# WORK TASK
Lines below that include the word "face" should each be copied.

============

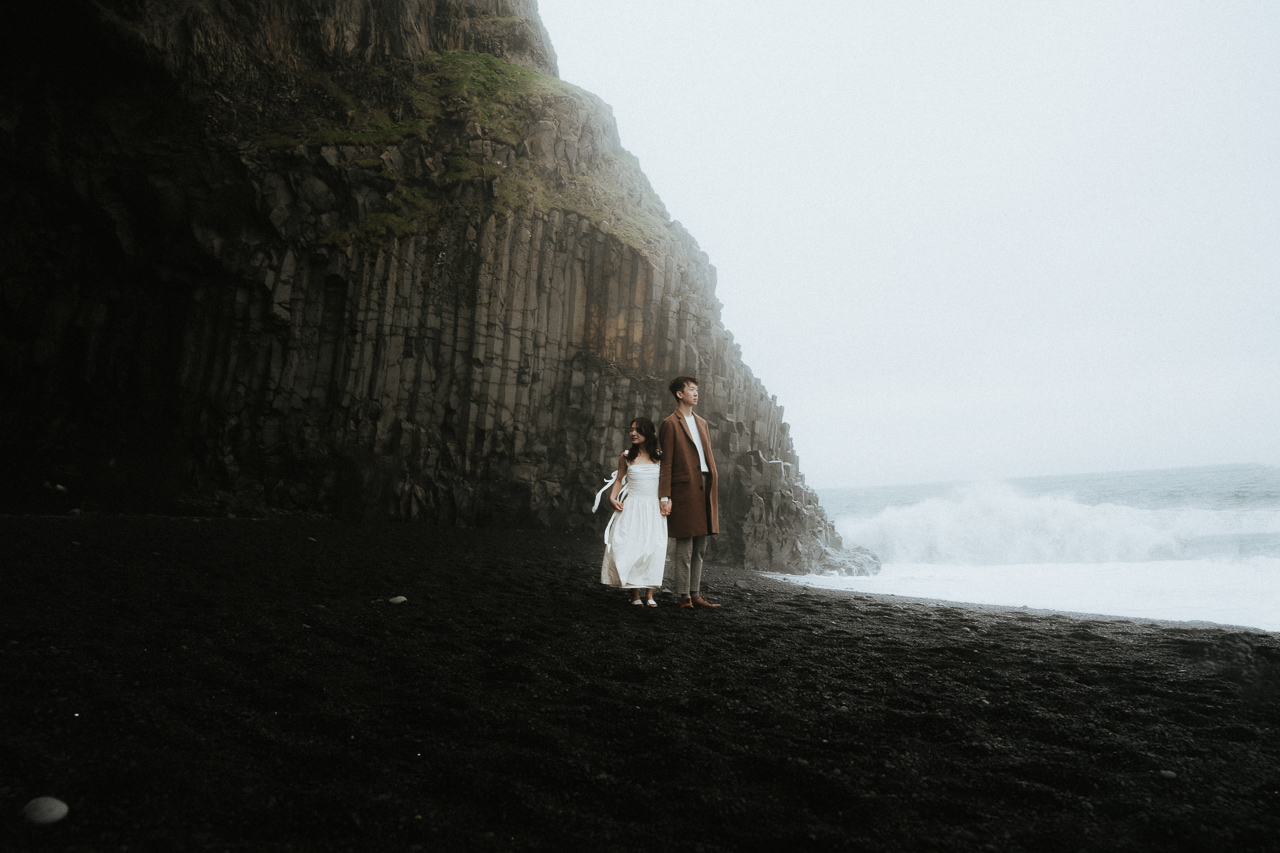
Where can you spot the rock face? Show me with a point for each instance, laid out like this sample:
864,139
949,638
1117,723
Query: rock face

============

# RESPONSE FOR THIS EXERCISE
Where can you spot the rock face? Show me with a point for each instance, laid out like this sample:
Query: rock face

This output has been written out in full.